* DESCRIPTION OF THE TASK
Can you rewrite the listing below with every "rough mask" renamed to "coarse mask" and everything else left unchanged?

-.-.-

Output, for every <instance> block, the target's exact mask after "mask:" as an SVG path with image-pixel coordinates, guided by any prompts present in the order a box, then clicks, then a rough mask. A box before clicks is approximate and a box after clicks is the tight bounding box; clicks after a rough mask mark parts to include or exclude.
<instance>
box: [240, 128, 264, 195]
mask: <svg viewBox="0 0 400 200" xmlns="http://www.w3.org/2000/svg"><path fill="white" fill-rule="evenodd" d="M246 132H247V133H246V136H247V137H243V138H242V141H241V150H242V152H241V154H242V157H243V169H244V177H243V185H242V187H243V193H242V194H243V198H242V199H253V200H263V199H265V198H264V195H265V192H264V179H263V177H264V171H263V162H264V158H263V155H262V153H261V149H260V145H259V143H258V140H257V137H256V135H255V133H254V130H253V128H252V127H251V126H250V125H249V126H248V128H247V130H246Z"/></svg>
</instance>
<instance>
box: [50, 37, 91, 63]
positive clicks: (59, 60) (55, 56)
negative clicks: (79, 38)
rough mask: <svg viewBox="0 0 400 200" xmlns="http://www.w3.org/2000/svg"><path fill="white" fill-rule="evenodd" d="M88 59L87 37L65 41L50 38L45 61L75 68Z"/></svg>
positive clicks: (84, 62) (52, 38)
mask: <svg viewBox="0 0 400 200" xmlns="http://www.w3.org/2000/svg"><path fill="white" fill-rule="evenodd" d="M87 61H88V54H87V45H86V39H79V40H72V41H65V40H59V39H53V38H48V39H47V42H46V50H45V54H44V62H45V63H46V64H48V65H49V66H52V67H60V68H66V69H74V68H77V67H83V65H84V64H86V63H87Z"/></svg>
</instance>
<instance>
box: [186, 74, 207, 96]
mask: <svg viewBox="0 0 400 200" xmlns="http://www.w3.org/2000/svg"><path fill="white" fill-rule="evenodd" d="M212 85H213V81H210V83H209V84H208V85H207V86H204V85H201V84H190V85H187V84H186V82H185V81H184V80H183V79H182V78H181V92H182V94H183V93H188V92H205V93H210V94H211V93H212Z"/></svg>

-.-.-

* FINISHED TASK
Output, for every <instance> block, the target's exact mask after "mask:" as an SVG path with image-pixel coordinates, guided by any prompts present in the order a box, then clicks, then a coarse mask. A box before clicks is approximate and a box after clicks is the tight bounding box; clicks after a coarse mask mark parts to include or exclude.
<instance>
box: [240, 128, 264, 195]
mask: <svg viewBox="0 0 400 200" xmlns="http://www.w3.org/2000/svg"><path fill="white" fill-rule="evenodd" d="M246 132H247V133H246V136H247V137H243V138H242V141H241V150H242V152H241V154H242V157H243V169H244V177H243V185H242V187H243V193H242V194H243V198H242V199H253V200H263V199H265V198H264V195H265V192H264V179H263V177H264V171H263V162H264V158H263V155H262V153H261V149H260V145H259V143H258V140H257V137H256V135H255V133H254V130H253V128H252V127H251V126H250V125H249V126H248V128H247V130H246Z"/></svg>
</instance>
<instance>
box: [50, 37, 91, 63]
positive clicks: (59, 60) (55, 56)
negative clicks: (79, 38)
coarse mask: <svg viewBox="0 0 400 200" xmlns="http://www.w3.org/2000/svg"><path fill="white" fill-rule="evenodd" d="M88 59L87 37L65 41L50 38L45 61L75 68Z"/></svg>
positive clicks: (84, 62) (52, 38)
mask: <svg viewBox="0 0 400 200" xmlns="http://www.w3.org/2000/svg"><path fill="white" fill-rule="evenodd" d="M87 61H88V54H87V45H86V39H79V40H72V41H65V40H59V39H53V38H48V39H47V42H46V50H45V54H44V62H45V63H46V64H48V65H49V66H52V67H60V68H66V69H74V68H77V67H83V65H84V64H86V63H87Z"/></svg>
</instance>
<instance>
box: [186, 74, 207, 96]
mask: <svg viewBox="0 0 400 200" xmlns="http://www.w3.org/2000/svg"><path fill="white" fill-rule="evenodd" d="M212 85H213V81H210V83H209V84H208V85H207V86H204V85H201V84H190V85H187V84H186V82H185V81H184V80H183V79H182V78H181V92H182V94H183V93H188V92H205V93H210V94H211V93H212Z"/></svg>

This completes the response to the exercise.